* begin *

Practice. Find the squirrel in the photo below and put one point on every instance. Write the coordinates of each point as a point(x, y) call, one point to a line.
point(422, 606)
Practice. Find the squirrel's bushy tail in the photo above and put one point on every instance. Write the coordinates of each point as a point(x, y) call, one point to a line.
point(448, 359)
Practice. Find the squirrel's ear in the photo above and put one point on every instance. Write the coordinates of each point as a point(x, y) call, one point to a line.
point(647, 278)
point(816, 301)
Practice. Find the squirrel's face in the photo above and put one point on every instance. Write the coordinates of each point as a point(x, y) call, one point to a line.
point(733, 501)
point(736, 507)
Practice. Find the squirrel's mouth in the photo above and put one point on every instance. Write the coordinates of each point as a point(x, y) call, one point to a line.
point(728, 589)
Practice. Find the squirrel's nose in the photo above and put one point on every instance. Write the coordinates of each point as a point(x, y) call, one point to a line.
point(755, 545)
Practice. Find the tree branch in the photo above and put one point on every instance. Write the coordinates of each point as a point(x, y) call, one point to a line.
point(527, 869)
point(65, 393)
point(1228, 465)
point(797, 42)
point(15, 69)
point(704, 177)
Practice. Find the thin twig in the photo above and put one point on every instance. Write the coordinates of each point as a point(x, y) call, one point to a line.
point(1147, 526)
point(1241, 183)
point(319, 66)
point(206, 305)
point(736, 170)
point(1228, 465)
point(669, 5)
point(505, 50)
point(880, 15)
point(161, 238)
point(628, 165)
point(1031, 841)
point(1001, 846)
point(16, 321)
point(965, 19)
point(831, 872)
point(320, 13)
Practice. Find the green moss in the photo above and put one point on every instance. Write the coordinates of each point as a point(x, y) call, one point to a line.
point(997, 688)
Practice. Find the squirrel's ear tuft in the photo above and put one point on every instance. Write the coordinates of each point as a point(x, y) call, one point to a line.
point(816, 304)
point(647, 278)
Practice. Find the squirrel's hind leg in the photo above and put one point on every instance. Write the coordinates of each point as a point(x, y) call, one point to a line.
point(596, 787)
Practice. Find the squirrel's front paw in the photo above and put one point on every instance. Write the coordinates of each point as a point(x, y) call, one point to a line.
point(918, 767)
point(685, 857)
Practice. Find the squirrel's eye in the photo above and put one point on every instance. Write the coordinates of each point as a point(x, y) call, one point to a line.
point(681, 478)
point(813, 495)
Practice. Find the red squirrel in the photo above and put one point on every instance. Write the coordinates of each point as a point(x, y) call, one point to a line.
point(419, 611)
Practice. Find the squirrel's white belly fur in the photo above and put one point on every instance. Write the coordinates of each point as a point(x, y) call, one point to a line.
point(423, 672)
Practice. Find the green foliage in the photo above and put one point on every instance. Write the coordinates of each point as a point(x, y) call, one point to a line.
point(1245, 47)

* end *

> [PROBLEM TO WORK ON]: Copy out every line of the listing above, word for word and in the same order, changing nothing.

> [ANSWER BELOW]:
Practice. Find the squirrel in the photo below and put one point on every instance. Write the coordinates of each point as a point(x, y) call, one point to a line.
point(422, 606)
Practice. Find the squirrel's bushy tail in the photo above and put one point on every instance. Write the coordinates of each point as a point(x, y) call, one point to a line.
point(448, 359)
Practice. Find the squirrel's ear in the photo above and put one point on every instance. Write the coordinates of each point as a point(x, y) call, one point to a line.
point(647, 278)
point(816, 301)
Practice. Find the squirrel's face in the photo above and put one point on every instance. Write the coordinates of each point as a point(x, y) call, one point to a line.
point(733, 501)
point(736, 507)
Practice. Find the squirrel's mouth in the photo above and put one point on every instance. Write the coordinates of each point as a point(x, y) call, one point to a line.
point(728, 589)
Practice. Find the squirrel's nose in the photo above and put one point on every instance. Write the coordinates of each point as a point(x, y) call, one point to a line.
point(755, 545)
Practice. Find the tree branch in the photo above and put one point on every instance. Write the coordinates of each point as a point(x, y) call, one point to a line.
point(527, 869)
point(65, 393)
point(1228, 465)
point(797, 42)
point(15, 69)
point(704, 177)
Practice. Find the thin twig in the photo above and put one point on every instance. Write the coordinates of each point as a point(x, y) call, one point to a line.
point(1147, 526)
point(1241, 183)
point(319, 66)
point(206, 305)
point(736, 170)
point(1228, 465)
point(669, 5)
point(505, 50)
point(880, 15)
point(161, 238)
point(628, 165)
point(1031, 841)
point(1001, 846)
point(16, 321)
point(965, 19)
point(831, 872)
point(320, 13)
Practice. Find the green moss in the photo above and put one point on every instance. Write the coordinates of each point as a point(x, y) call, one point to a line.
point(997, 688)
Practice. Find the squirrel's ear tuft in the photo above and put one point on every instance. Write the coordinates of each point as a point(x, y) call, one point to a line.
point(816, 304)
point(647, 278)
Practice. Find the squirrel's hind leg in the photo above and put one point on every instance. Write the coordinates of each point as a point(x, y) call, one point to a line.
point(596, 787)
Practice. Find the squirrel's front paw in the photo above and put one point on every instance. Write the coordinates of each point as a point(x, y) call, one point to a line.
point(918, 767)
point(685, 857)
Practice. Find the squirrel's eye in the photo above and put one point on every instance. Write the coordinates of each point as a point(x, y) call, one point to a line.
point(681, 478)
point(813, 495)
Practice. Find the red squirrel in the photo above and put one point on every instance. Write the coordinates of each point as a point(x, y) call, one point to a line.
point(419, 611)
Practice. Find the squirrel's white belly fur in the photo above and put one point on every instance. Write the coordinates of each point as a point(x, y) call, one point to a line.
point(423, 672)
Practice. Find the green foliage in the photo above and put one point on every instance. Write the coordinates of each point as a point(x, y) call, one point to a line.
point(1245, 47)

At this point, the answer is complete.